** Start of DATASET ROWS **
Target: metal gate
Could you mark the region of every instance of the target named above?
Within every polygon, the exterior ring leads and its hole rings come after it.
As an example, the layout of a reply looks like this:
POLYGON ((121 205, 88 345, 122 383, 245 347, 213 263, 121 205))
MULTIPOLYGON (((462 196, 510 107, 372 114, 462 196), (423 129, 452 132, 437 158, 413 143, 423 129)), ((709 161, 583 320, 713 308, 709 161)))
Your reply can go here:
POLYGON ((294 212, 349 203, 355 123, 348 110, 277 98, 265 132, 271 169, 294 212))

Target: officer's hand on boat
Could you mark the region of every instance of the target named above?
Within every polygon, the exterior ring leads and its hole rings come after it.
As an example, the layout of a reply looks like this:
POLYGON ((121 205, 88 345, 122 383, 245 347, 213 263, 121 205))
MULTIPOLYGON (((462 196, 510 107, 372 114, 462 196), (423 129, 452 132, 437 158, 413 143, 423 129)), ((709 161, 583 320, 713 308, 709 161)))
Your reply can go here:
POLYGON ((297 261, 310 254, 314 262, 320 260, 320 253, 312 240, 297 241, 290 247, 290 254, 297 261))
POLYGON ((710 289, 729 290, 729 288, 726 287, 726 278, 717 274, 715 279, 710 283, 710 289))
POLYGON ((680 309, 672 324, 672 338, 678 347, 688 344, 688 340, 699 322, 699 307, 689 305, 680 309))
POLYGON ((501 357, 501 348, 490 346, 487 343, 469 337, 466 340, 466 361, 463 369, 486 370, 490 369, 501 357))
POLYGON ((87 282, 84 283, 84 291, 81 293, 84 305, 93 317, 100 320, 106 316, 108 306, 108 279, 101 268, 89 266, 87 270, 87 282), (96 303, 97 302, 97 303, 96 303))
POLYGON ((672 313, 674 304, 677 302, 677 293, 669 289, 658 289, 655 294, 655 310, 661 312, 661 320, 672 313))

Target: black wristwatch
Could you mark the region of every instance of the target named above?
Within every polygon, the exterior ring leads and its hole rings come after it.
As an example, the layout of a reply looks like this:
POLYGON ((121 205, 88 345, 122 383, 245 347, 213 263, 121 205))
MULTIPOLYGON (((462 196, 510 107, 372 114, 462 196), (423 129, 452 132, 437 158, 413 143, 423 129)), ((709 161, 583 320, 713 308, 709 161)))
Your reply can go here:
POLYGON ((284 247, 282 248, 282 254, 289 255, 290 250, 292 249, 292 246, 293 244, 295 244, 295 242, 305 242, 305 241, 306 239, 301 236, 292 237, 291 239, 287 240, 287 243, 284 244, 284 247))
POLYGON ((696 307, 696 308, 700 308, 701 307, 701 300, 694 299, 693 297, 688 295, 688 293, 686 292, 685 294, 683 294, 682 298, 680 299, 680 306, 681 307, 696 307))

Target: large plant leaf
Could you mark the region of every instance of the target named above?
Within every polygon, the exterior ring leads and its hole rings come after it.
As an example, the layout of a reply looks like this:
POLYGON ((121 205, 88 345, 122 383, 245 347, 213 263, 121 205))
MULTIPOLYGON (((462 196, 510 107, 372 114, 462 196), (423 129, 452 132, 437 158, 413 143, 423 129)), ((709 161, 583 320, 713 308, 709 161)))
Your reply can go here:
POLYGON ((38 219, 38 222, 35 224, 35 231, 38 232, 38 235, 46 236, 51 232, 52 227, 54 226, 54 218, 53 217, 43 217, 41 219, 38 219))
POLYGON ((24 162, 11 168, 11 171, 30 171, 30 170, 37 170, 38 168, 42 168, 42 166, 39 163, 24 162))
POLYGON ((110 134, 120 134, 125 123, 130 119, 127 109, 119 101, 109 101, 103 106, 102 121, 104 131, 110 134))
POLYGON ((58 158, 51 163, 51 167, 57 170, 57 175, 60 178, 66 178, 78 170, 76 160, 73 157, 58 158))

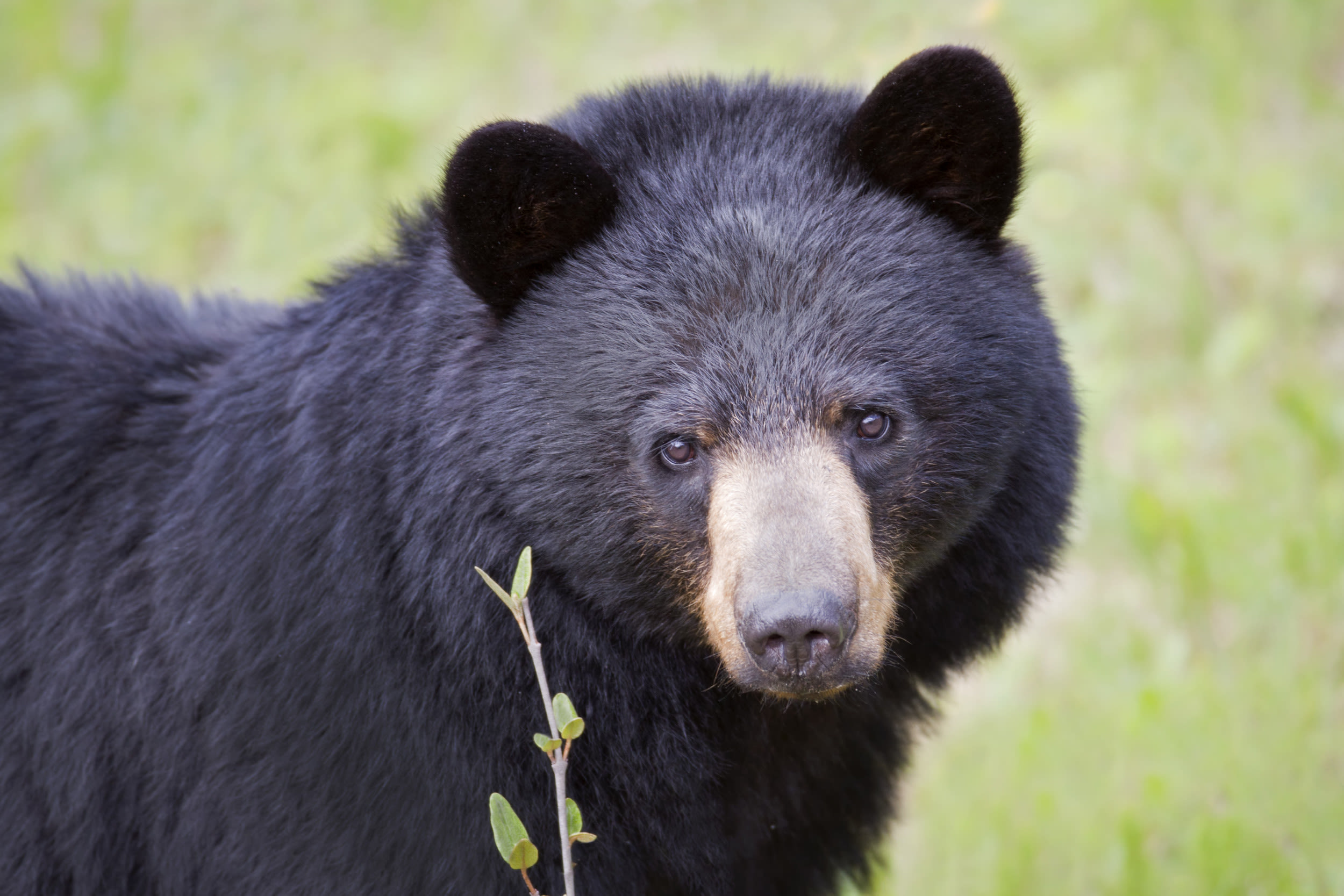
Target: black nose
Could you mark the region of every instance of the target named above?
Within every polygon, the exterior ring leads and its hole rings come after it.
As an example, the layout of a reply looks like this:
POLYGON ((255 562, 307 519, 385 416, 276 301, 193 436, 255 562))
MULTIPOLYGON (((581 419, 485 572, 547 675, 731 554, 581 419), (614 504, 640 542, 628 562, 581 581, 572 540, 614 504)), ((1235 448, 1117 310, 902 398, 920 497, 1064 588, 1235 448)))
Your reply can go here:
** End of DATASET ROWS **
EXERCISE DESCRIPTION →
Recast all the records above as a Markdown table with two columns, Row for a running number and Line for the text of each line, and skip blank lines. Leave the pictures out of the table.

ANSWER TO THIS EXERCISE →
| Row | Line |
|---|---|
| 1 | Target: metal gate |
| 2 | Could you mark the region of every instance of the target named above? |
| 3 | Within every polygon, the exterior ring leads and its hole rings come after it. |
| 4 | As an example, the layout of a reply looks like this: |
| 5 | POLYGON ((121 205, 88 345, 122 383, 245 347, 213 263, 121 205)) |
| 6 | MULTIPOLYGON (((462 196, 510 107, 372 114, 462 196), (423 129, 452 132, 437 158, 413 143, 423 129)), ((709 161, 583 320, 713 308, 709 161))) |
| 7 | Your reply can go here: |
| 8 | POLYGON ((294 212, 349 203, 355 123, 348 110, 277 98, 265 132, 271 169, 294 212)) |
| 9 | Target: officer's hand on boat |
| 10 | Could you mark the region of every instance of the target named above? |
| 11 | Within every polygon, the exterior ring leads and its hole rings come after it. |
| 12 | As an example, the layout of a reply looks like this: |
| 13 | POLYGON ((121 205, 88 345, 122 383, 245 347, 213 263, 121 205)) |
| 14 | MULTIPOLYGON (((462 196, 510 107, 372 114, 462 196), (423 129, 452 132, 437 158, 413 143, 423 129)), ((709 161, 583 320, 713 308, 709 161))) |
| 15 | Your reply can go here: |
| 16 | POLYGON ((297 261, 310 254, 314 262, 320 260, 320 253, 312 240, 297 241, 290 247, 290 254, 297 261)) |
| 17 | POLYGON ((710 289, 729 290, 729 288, 726 287, 726 278, 717 274, 715 279, 710 283, 710 289)) |
| 18 | POLYGON ((680 309, 672 324, 672 338, 678 347, 688 344, 688 340, 699 322, 699 307, 689 305, 680 309)) |
| 19 | POLYGON ((501 357, 501 348, 490 346, 487 343, 469 337, 466 340, 466 361, 463 369, 486 370, 490 369, 501 357)) |
| 20 | POLYGON ((87 282, 84 283, 84 291, 81 293, 84 305, 93 317, 100 320, 106 316, 108 306, 108 279, 101 268, 89 266, 87 270, 87 282), (96 303, 97 302, 97 303, 96 303)) |
| 21 | POLYGON ((672 313, 674 304, 677 302, 677 293, 669 289, 658 289, 655 294, 655 310, 661 312, 661 320, 672 313)) |
| 22 | Target: black wristwatch |
| 23 | Could you mark the region of every instance of the target named above? |
| 24 | Within every polygon, the exterior ring leads and its hole rings come after it. |
| 25 | As an example, the layout of a reply looks like this: |
| 26 | POLYGON ((121 205, 88 345, 122 383, 245 347, 213 263, 121 205)) |
| 27 | MULTIPOLYGON (((462 196, 510 107, 372 114, 462 196), (423 129, 452 132, 437 158, 413 143, 423 129)), ((709 161, 583 320, 713 308, 709 161))) |
| 28 | Your reply can go here: |
| 29 | POLYGON ((284 247, 282 248, 282 254, 289 255, 290 250, 292 249, 292 246, 293 244, 295 244, 295 242, 305 242, 305 241, 306 239, 301 236, 292 237, 291 239, 287 240, 287 243, 284 244, 284 247)) |
| 30 | POLYGON ((696 307, 696 308, 700 308, 701 307, 701 300, 694 299, 693 297, 688 295, 688 293, 686 292, 685 294, 683 294, 682 298, 680 299, 680 306, 681 307, 696 307)) |
| 31 | Target: large plant leaf |
| 32 | Could you mark the region of every instance of the target named above? |
| 33 | Within every polygon, the exterior ring leads and its hole rings come after it. |
| 34 | As an example, the layout of a reply looks like this: |
| 35 | POLYGON ((121 205, 88 345, 122 383, 245 347, 213 263, 121 205)) |
| 36 | MULTIPOLYGON (((462 196, 510 107, 372 114, 462 196), (423 129, 452 132, 437 158, 413 143, 423 129)), ((709 161, 583 320, 713 308, 709 161))) |
| 37 | Your reply can go here: |
| 38 | POLYGON ((38 219, 38 222, 35 224, 35 231, 38 232, 38 235, 46 236, 51 232, 52 227, 54 226, 54 218, 53 217, 43 217, 41 219, 38 219)) |
| 39 | POLYGON ((24 162, 11 168, 11 171, 30 171, 30 170, 37 170, 38 168, 42 168, 42 166, 39 163, 24 162)) |
| 40 | POLYGON ((110 134, 120 134, 125 123, 130 119, 127 109, 119 101, 109 101, 103 106, 102 121, 104 131, 110 134)) |
| 41 | POLYGON ((58 158, 51 163, 51 167, 57 170, 57 175, 60 178, 66 178, 78 170, 76 160, 73 157, 58 158)) |
| 42 | Target: black nose |
| 43 | Could you mark the region of every instance of the target named above? |
| 44 | Within every polygon, the exterior ring leads and its hole rings come after it. |
| 45 | As an example, the layout of a reply looks like this: |
| 46 | POLYGON ((255 562, 307 519, 385 416, 276 301, 193 436, 255 562)) |
| 47 | MULTIPOLYGON (((581 419, 485 572, 547 675, 731 554, 581 419), (614 504, 640 542, 628 562, 581 581, 572 540, 614 504)), ((1235 448, 1117 310, 902 398, 920 497, 1064 588, 1235 448))) |
| 48 | Your reply can go here: |